| TASK INSTRUCTIONS |
Identify each line in the records below that contains the string "face", and copy every such line in full. Case counts.

| TASK MATERIAL |
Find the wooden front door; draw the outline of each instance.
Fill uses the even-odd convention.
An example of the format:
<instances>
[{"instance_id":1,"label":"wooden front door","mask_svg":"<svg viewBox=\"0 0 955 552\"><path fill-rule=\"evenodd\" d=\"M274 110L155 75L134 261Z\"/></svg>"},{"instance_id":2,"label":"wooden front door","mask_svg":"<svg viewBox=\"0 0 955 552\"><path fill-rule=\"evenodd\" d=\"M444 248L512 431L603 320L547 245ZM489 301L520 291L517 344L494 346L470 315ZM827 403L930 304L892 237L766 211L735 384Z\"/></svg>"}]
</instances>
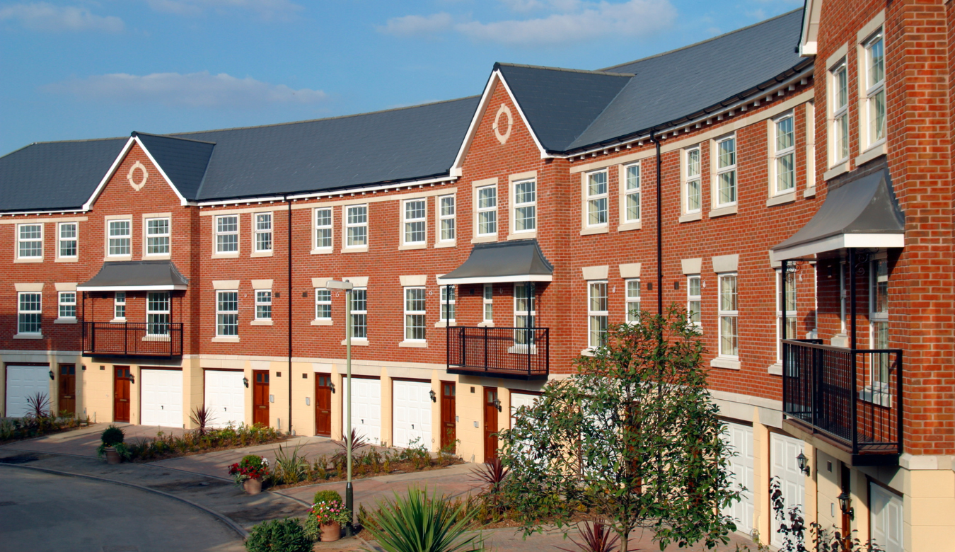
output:
<instances>
[{"instance_id":1,"label":"wooden front door","mask_svg":"<svg viewBox=\"0 0 955 552\"><path fill-rule=\"evenodd\" d=\"M114 366L113 373L113 421L129 422L129 386L133 373L128 366Z\"/></svg>"},{"instance_id":2,"label":"wooden front door","mask_svg":"<svg viewBox=\"0 0 955 552\"><path fill-rule=\"evenodd\" d=\"M331 376L315 374L315 435L331 436Z\"/></svg>"},{"instance_id":3,"label":"wooden front door","mask_svg":"<svg viewBox=\"0 0 955 552\"><path fill-rule=\"evenodd\" d=\"M59 412L66 411L76 414L76 365L60 365L59 400L56 408Z\"/></svg>"},{"instance_id":4,"label":"wooden front door","mask_svg":"<svg viewBox=\"0 0 955 552\"><path fill-rule=\"evenodd\" d=\"M455 445L457 440L457 408L455 405L455 382L441 382L441 450L455 453Z\"/></svg>"},{"instance_id":5,"label":"wooden front door","mask_svg":"<svg viewBox=\"0 0 955 552\"><path fill-rule=\"evenodd\" d=\"M268 371L252 372L252 423L268 425Z\"/></svg>"},{"instance_id":6,"label":"wooden front door","mask_svg":"<svg viewBox=\"0 0 955 552\"><path fill-rule=\"evenodd\" d=\"M484 461L498 457L498 388L484 388Z\"/></svg>"}]
</instances>

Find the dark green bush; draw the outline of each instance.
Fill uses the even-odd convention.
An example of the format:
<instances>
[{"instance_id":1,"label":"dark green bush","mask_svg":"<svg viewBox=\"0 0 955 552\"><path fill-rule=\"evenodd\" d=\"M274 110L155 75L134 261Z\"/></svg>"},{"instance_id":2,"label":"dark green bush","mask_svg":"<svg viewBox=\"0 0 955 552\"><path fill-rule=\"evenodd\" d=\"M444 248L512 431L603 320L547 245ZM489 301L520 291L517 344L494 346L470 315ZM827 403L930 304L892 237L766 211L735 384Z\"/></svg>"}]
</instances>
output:
<instances>
[{"instance_id":1,"label":"dark green bush","mask_svg":"<svg viewBox=\"0 0 955 552\"><path fill-rule=\"evenodd\" d=\"M302 523L292 518L272 520L252 527L245 541L248 552L310 552L311 541Z\"/></svg>"}]
</instances>

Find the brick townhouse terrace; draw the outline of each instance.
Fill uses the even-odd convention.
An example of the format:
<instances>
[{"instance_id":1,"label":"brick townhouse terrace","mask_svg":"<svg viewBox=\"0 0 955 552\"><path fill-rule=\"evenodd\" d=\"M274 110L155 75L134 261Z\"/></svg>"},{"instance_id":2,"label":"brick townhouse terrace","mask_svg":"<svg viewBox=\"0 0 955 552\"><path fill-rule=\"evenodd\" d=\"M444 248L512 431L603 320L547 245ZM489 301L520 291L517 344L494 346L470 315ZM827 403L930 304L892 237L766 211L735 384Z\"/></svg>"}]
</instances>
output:
<instances>
[{"instance_id":1,"label":"brick townhouse terrace","mask_svg":"<svg viewBox=\"0 0 955 552\"><path fill-rule=\"evenodd\" d=\"M358 431L482 461L676 303L740 531L780 543L778 478L808 520L955 550L953 32L943 0L808 0L471 97L31 144L0 158L0 408L340 438L348 298Z\"/></svg>"}]
</instances>

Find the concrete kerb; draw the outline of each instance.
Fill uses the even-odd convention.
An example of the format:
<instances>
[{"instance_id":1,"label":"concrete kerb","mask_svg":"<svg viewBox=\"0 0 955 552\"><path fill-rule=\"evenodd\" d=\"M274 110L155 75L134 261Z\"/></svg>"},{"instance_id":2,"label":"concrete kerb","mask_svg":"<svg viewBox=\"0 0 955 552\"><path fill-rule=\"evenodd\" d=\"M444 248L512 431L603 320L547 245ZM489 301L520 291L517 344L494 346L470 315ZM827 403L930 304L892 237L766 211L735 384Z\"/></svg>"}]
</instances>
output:
<instances>
[{"instance_id":1,"label":"concrete kerb","mask_svg":"<svg viewBox=\"0 0 955 552\"><path fill-rule=\"evenodd\" d=\"M33 451L30 451L30 452L33 452ZM114 480L114 479L107 479L105 478L97 478L96 476L88 476L86 474L74 474L74 473L71 473L71 472L62 472L60 470L51 470L50 468L39 468L39 467L36 467L36 466L23 466L23 465L17 465L17 464L4 464L4 463L0 463L0 465L6 466L8 468L21 468L21 469L24 469L24 470L33 470L33 471L37 471L37 472L46 472L48 474L53 474L53 475L56 475L56 476L66 476L66 477L70 477L70 478L85 478L87 479L93 479L95 481L102 481L104 483L113 483L115 485L123 485L125 487L130 487L130 488L133 488L133 489L138 489L140 491L145 491L147 493L154 493L156 495L161 495L163 497L166 497L166 498L169 498L169 499L173 499L174 500L179 500L180 502L184 502L186 504L189 504L190 506L192 506L194 508L197 508L199 510L202 510L202 511L205 512L206 514L209 514L209 515L213 516L214 518L216 518L217 520L219 520L223 523L225 523L226 525L228 525L233 531L235 531L236 533L238 533L239 536L242 537L244 540L244 539L248 539L248 531L246 531L241 525L239 525L238 523L236 523L235 521L233 521L232 519L230 519L228 516L224 516L223 514L220 514L219 512L216 512L215 510L211 510L209 508L206 508L205 506L202 506L202 504L197 504L196 502L193 502L192 500L183 499L181 497L177 497L176 495L170 495L169 493L163 493L162 491L157 491L156 489L150 489L149 487L143 487L142 485L137 485L136 483L127 483L126 481L117 481L117 480ZM288 498L290 498L290 497L288 497Z\"/></svg>"}]
</instances>

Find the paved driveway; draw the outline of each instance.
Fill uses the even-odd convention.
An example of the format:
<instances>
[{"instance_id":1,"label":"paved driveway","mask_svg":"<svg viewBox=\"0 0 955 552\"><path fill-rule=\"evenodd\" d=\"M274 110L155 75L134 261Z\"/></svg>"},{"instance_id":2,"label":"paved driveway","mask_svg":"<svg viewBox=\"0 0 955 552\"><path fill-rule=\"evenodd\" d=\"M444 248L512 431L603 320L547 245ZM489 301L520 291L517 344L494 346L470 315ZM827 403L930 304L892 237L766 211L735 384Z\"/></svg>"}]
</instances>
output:
<instances>
[{"instance_id":1,"label":"paved driveway","mask_svg":"<svg viewBox=\"0 0 955 552\"><path fill-rule=\"evenodd\" d=\"M122 485L0 467L0 550L240 552L242 539L179 500Z\"/></svg>"}]
</instances>

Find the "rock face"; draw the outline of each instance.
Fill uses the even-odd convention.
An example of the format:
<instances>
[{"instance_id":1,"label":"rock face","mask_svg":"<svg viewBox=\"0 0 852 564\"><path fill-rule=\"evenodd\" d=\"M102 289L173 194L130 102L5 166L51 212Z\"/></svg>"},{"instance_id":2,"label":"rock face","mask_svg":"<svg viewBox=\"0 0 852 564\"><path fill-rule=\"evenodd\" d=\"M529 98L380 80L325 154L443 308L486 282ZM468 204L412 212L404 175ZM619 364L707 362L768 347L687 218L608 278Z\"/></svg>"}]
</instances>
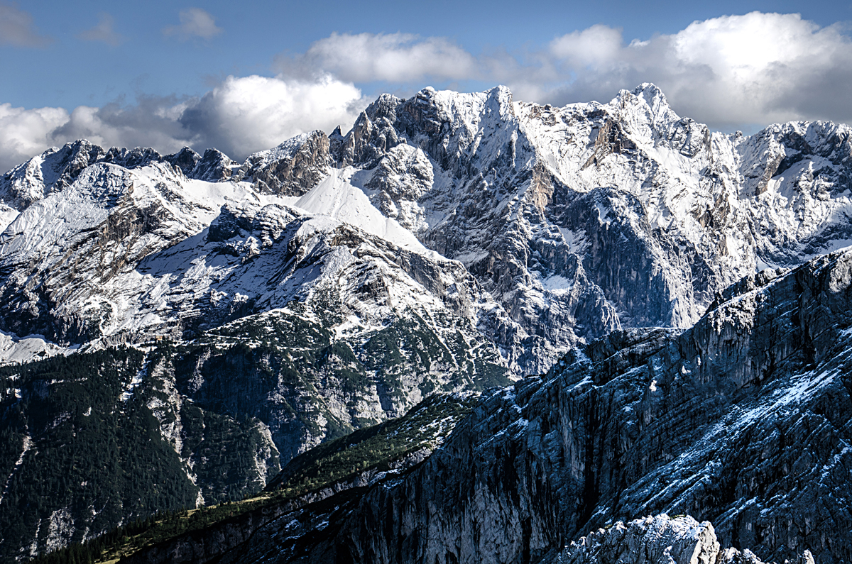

| THE SOLUTION |
Find the "rock face"; draw the outline of each instance.
[{"instance_id":1,"label":"rock face","mask_svg":"<svg viewBox=\"0 0 852 564\"><path fill-rule=\"evenodd\" d=\"M102 289L173 194L130 102L5 166L51 212Z\"/></svg>"},{"instance_id":2,"label":"rock face","mask_svg":"<svg viewBox=\"0 0 852 564\"><path fill-rule=\"evenodd\" d=\"M529 98L380 80L325 154L443 308L486 282ZM468 204L412 212L404 175ZM619 364L707 362L768 347L687 218L608 278Z\"/></svg>"}]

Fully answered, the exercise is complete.